TASK REQUIREMENTS: Please find each line in the data below that contains the string "brown", and copy those lines.

Extracted data entries:
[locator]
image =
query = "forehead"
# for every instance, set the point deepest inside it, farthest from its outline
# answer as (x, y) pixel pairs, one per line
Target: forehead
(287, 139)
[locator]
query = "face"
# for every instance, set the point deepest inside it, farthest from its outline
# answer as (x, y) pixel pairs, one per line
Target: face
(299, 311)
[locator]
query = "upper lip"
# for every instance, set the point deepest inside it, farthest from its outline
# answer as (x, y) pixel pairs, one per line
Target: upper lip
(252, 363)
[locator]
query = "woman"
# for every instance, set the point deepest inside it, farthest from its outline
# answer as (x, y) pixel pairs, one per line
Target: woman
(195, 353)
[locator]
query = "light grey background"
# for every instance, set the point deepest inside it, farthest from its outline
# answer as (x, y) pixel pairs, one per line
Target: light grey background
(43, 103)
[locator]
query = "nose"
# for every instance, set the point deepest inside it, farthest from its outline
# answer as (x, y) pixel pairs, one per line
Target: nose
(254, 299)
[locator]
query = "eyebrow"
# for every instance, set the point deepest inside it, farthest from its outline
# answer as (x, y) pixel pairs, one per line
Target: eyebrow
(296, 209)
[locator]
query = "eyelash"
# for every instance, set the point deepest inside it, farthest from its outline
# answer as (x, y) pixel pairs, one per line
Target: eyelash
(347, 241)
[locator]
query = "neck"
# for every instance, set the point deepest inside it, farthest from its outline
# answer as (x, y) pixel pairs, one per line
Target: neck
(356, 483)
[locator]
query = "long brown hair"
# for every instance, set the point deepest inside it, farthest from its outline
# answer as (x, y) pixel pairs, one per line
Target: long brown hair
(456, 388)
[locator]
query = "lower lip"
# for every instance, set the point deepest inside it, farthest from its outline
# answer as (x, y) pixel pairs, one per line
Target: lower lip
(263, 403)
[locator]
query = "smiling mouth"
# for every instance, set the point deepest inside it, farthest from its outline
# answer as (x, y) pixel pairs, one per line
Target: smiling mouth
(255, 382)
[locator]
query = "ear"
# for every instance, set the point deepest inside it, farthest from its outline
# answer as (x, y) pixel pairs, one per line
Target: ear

PROBLEM SOLUTION:
query = "long brown hair"
Target: long brown hair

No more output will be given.